Provided material →

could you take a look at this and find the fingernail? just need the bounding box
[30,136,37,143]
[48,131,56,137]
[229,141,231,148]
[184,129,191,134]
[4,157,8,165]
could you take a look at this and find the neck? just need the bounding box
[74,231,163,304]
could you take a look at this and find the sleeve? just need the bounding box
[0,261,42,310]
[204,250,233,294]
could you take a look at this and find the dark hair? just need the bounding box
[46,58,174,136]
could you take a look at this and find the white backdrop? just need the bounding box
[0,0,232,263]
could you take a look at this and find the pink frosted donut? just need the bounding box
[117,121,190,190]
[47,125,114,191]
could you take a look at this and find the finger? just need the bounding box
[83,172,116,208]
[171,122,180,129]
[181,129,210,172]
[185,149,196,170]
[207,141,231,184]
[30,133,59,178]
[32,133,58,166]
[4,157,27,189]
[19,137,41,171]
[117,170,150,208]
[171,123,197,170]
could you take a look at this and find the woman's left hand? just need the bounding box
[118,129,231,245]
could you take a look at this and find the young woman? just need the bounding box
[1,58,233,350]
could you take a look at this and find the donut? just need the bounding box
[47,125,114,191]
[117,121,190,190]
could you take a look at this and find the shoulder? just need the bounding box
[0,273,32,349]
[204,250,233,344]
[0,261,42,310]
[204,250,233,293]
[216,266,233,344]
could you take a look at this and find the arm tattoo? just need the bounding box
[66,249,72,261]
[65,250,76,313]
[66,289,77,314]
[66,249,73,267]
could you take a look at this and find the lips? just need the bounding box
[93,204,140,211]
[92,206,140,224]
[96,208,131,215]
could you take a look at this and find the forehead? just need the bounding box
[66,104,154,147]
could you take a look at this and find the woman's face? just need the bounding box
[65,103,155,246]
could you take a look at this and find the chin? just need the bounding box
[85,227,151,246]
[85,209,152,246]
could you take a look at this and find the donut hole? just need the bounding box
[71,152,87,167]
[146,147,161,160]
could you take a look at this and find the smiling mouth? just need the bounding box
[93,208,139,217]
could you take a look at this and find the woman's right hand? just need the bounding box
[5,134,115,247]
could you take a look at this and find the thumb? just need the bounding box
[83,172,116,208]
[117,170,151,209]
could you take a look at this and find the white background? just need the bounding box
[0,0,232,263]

Required work →
Nothing before the line holding "right hand? just need the bounding box" belongs in the answer. Repeat that line and the rest of the listing exactly.

Finished exercise →
could you take a look at this and find the woman's right hand? just need the bounding box
[5,134,115,247]
could you take a look at this and find the thumb? just need the bounding box
[83,172,116,208]
[117,170,151,209]
could you take a look at this and find the white background? just need the bounding box
[0,0,232,263]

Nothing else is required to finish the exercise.